» Do this
Set down the Clean Water Act press release word for word, everything from "For Immediate Release" down to "fishing, and drinking.".

» Supplied text
==========

For Immediate Release
October 16, 2012

Birmingham – When Congress passed the Clean Water Act in 1972, it envisioned stopping additional polluted water from flowing into our nation’s waters by 1985. Forty years later, the Clean Water Act has done much to clean up streams, rivers, and lakes within the Black Warrior River watershed and throughout the nation, but new sources of water pollution are being permitted almost every month. Unfortunately we have a long way to go before all streams can be considered safe for swimming, fishing, and drinking.

“Sadly, there are still many interests who would rather dump their waste into the river than dispose of it properly – putting their pollution burden and the cost of cleaning it up squarely on the backs of Alabama taxpayers,” said Nelson Brooke, Black Warrior Riverkeeper.

With regulatory agencies in Alabama unwilling and unable to adequately enforce the Clean Water Act and hold polluters accountable, citizens must pick up the slack. Black Warrior Riverkeeper is dedicated to finding major pollution problems and advocating for their cleanup. Over the past ten years, the nonprofit advocacy organization has been educating the public about where pollution is coming from, and who is responsible, so that appropriate action can be taken.

==========

» Given data
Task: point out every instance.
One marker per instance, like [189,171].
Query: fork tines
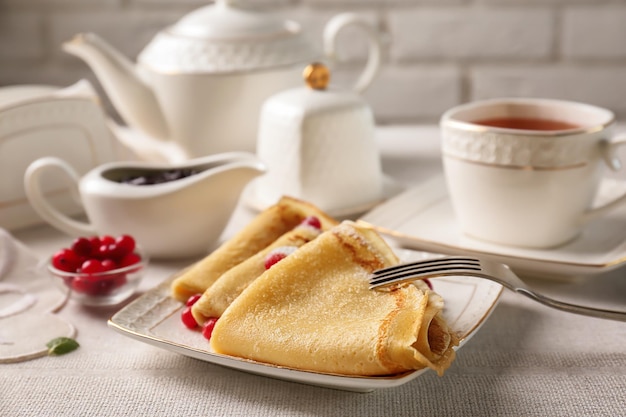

==========

» Expected output
For Immediate Release
October 16, 2012

Birmingham – When Congress passed the Clean Water Act in 1972, it envisioned stopping additional polluted water from flowing into our nation’s waters by 1985. Forty years later, the Clean Water Act has done much to clean up streams, rivers, and lakes within the Black Warrior River watershed and throughout the nation, but new sources of water pollution are being permitted almost every month. Unfortunately we have a long way to go before all streams can be considered safe for swimming, fishing, and drinking.